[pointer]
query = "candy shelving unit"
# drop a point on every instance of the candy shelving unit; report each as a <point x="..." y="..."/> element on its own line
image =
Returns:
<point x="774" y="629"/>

- **Directive**
Convert the material above into a two-column CSV with the header input_text,answer_text, writing one row per item. Enclose each field in double quotes and replace any line breaks within a field with spaces.

- **Completed exercise**
input_text,answer_text
"[pointer] query = ""candy shelving unit"" # drop a point on every instance of the candy shelving unit; report each as a <point x=""..."" y=""...""/> element on its own line image = Returns:","<point x=""774"" y=""629""/>"